> **Your tasks**:
**1)** In the article on Chiara Ferragni, why did Serendipity sign the new licensing agreement with Swinger International? Answer in one to three sentences.
**2)** Translate this sentence from the article on Chiara Ferragni into Spanish: "The first collection will bow for fall 2021."
**3)** Answer these questions from the article on Chiara Ferragni:
(a) How many Instagram followers does Ferragni have?
(b) Which company will continue to produce the footwear?
(c) What sales figure is the goal for 2025?

Chiara Ferragni

MILAN — Chiara Ferragni last week told her 21 million Instagram followers she couldn’t wait to reveal the news she has been working on, triggering a frenzy of questions and lots of guesswork among her fans.

One thing is for sure: Ferragni has been laying the groundwork for the expansion of her namesake label’s business with determination and ambition, she revealed to WWD. “I like to take risks and try new things, and to prove that this is a serious job. We must have it all as much as men do, without compromises. It’s not easy. As women we are judged more severely and we ourselves must revolutionize our subconscious way of [undermining ourselves]. This can seem like a superficial job but it’s not, and not everyone understands that there are people behind it, business plans and a lot of work.”

While she continues to build her social media fandom, Ferragni long ago distanced herself from the mere role of influencer, piling up modeling contracts and taking on the role in 2017 of president and chief executive officer of TBS, the company that manages her The Blonde Salad blog and activities. Ferragni is also the ceo and creative director of Serendipity, which manages her namesake line.

After investing in a capital increase, although details were kept under wraps, Serendipity has inked a new licensing agreement with Swinger International for the production of ready-to-wear, handbags and accessories branded Chiara Ferragni. The first collection will bow for fall 2021. Footwear will continue to be produced by Mofra, the previous rtw and accessories licensee.

The license is part of a strategy Ferragni has been putting in place to modernize her label, distancing the product from the concept of “merchandising with a logo” for her fans. “The idea was to turn it into a more contemporary brand not necessarily linked to me. It’s not like I want to become a Donatella Versace, but I want the brand to have an identity, the right quality and price, to be international and with the right positioning,” she said, citing Kenzo, See by Chloé or GCDS as the brand’s ideal competitors. “I want to inject new life into the label.”

Thanks to the new strategic asset and license, and “a very prudent business plan,” the goal is to reach sales of 15.4 million euros in 2025 with a net profit of 4.4 million euros, and earnings before interest, taxes, depreciation and amortization margin of 44 percent.

Serendipity’s sales in 2018 totaled 1.6 million euros, with net profits of 193,000 euros. Before she took charge and enforced the new strategy, sales were dragged down 34.5 percent with a loss of 520,000 euros in 2019.

> **Referring expression data**:
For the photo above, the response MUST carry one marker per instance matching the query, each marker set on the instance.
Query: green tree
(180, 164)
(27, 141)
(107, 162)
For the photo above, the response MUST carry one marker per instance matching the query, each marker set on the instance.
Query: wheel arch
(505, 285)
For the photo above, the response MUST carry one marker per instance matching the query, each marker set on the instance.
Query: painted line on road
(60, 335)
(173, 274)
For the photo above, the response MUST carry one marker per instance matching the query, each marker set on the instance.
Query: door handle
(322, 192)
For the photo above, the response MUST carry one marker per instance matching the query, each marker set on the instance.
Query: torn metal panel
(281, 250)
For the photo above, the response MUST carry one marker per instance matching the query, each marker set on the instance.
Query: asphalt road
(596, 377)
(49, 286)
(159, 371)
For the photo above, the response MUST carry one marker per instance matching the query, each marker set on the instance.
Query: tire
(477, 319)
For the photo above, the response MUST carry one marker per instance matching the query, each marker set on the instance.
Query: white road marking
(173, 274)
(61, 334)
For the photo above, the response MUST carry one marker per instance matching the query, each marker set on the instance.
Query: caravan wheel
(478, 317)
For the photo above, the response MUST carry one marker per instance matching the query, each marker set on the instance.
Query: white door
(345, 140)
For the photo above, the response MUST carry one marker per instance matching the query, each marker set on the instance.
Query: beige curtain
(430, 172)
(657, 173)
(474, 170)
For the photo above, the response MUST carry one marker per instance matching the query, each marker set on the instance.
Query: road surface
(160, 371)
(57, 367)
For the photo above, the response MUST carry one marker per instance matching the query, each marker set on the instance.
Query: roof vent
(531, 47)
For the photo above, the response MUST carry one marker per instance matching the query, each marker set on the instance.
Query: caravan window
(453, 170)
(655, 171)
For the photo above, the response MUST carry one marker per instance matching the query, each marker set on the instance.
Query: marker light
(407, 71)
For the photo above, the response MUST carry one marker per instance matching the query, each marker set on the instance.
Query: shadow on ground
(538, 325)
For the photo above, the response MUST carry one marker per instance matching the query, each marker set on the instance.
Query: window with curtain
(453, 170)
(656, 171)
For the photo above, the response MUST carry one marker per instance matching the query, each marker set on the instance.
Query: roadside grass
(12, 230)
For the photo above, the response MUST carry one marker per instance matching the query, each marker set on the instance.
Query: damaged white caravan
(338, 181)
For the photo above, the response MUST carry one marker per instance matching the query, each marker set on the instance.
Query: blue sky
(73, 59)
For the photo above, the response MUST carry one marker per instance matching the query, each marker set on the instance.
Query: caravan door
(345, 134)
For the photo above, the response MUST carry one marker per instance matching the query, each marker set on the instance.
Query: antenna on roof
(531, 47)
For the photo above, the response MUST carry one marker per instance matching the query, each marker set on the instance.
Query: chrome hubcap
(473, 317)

> **Results of the exercise**:
**1)** The license is part of Ferragni's strategy to modernize her label and move the product away from "merchandising with a logo" for her fans. She wants a more contemporary brand, not necessarily linked to her, with its own identity, the right quality and price, and international reach.

**2)** La primera colección debutará en otoño de 2021.

**3)**
(a) 21 million
(b) Mofra
(c) 15.4 million euros